─── Input records
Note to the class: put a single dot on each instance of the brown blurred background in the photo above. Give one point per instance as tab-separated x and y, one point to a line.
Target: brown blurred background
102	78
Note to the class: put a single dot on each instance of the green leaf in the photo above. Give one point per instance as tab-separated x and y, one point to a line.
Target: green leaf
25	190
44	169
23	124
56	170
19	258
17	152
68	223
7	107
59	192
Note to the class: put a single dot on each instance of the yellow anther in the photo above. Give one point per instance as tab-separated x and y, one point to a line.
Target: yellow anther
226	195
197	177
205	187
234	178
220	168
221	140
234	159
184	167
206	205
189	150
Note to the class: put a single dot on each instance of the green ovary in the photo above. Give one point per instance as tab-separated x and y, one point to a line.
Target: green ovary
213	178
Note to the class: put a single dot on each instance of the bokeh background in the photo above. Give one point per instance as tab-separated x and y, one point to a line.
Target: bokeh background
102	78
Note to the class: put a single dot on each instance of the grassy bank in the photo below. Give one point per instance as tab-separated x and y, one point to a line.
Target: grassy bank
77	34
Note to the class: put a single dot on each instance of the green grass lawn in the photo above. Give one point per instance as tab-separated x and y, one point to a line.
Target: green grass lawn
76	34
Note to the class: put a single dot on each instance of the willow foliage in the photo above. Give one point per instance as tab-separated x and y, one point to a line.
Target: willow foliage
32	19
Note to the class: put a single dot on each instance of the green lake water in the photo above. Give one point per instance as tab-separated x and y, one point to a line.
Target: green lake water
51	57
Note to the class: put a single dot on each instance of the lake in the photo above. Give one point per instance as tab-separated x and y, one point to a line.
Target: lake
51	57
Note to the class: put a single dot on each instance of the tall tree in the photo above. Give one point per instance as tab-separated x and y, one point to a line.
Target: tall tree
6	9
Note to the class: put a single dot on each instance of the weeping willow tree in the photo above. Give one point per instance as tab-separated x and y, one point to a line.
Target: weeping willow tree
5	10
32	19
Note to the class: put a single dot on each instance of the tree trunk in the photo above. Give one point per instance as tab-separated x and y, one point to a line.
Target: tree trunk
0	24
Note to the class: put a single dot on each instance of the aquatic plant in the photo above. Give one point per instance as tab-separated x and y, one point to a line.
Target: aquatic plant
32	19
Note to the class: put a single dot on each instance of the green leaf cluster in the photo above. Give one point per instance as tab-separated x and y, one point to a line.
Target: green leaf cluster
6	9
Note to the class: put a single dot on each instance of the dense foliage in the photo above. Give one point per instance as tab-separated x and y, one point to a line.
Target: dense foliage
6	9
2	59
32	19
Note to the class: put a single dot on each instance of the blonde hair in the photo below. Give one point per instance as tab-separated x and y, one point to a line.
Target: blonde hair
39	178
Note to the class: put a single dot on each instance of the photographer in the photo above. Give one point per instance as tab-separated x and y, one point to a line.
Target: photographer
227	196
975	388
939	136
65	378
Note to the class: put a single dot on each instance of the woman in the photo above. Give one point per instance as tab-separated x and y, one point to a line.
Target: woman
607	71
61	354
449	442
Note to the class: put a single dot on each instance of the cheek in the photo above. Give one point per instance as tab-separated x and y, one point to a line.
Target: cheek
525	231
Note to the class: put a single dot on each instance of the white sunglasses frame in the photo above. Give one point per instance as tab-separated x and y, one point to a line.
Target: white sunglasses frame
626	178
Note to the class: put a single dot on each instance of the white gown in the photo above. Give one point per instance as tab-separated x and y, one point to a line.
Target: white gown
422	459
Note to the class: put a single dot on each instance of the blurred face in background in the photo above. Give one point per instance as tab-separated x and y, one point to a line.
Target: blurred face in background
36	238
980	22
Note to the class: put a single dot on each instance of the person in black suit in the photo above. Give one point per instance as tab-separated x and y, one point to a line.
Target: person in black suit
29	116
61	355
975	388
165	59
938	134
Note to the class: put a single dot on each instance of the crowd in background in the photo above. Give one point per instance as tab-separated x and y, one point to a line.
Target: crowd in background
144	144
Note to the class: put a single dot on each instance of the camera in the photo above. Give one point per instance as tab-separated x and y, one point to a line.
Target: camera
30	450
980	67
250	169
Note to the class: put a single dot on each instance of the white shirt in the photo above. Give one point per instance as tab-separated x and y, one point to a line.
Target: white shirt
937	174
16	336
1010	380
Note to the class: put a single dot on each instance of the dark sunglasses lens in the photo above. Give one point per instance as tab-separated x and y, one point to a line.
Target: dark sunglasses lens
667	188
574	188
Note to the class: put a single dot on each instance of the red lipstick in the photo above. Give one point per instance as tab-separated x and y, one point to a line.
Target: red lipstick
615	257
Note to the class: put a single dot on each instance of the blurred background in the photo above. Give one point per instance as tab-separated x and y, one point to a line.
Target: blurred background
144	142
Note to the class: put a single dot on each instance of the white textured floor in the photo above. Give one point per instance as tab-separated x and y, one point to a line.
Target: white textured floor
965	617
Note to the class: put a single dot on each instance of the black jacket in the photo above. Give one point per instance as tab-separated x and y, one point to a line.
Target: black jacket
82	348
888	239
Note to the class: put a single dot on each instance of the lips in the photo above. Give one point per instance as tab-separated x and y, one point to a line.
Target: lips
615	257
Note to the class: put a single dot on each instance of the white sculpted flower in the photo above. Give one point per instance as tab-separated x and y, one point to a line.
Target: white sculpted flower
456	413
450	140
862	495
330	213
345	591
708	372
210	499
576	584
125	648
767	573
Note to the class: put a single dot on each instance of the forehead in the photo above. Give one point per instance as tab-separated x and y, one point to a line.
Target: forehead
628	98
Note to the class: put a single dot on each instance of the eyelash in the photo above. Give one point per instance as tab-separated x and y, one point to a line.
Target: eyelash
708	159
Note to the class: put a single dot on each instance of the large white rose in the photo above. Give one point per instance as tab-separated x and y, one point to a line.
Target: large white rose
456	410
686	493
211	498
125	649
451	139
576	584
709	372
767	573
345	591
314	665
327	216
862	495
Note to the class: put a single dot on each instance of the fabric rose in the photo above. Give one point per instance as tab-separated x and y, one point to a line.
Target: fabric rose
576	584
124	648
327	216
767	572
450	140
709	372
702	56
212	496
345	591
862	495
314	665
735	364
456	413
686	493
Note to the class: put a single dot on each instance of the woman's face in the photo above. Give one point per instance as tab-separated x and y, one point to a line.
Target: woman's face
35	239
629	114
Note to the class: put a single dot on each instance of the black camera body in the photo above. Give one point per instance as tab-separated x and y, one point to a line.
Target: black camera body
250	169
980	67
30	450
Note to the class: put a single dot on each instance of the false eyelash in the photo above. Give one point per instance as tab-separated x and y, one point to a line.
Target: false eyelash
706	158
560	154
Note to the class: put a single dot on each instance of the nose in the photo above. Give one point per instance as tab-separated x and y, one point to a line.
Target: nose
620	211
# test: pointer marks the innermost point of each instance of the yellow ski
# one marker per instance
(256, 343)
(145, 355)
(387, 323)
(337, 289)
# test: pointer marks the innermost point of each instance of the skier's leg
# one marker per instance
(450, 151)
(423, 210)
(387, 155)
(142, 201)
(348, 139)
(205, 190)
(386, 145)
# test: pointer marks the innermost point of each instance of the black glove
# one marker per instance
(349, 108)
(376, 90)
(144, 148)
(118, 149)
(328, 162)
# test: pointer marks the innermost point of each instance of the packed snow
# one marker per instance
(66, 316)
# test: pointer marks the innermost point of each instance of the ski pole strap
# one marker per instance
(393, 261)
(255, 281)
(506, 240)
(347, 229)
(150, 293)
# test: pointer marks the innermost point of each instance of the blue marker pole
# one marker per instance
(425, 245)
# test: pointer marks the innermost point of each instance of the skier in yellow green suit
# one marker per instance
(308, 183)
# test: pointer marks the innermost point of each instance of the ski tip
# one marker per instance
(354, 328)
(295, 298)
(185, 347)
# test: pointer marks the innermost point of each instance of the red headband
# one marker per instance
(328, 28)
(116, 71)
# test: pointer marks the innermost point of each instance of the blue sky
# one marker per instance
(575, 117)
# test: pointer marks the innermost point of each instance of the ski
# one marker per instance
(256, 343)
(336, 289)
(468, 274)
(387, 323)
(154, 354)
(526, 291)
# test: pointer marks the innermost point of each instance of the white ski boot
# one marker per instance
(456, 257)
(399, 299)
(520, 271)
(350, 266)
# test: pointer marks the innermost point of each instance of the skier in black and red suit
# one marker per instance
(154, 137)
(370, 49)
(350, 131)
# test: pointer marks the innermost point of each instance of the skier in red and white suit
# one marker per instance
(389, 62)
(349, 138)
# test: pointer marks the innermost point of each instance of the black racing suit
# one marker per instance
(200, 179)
──────
(Required action): State how many lines of the records above hold the word "pole", adding nothing beyond the number.

(Task solution): 2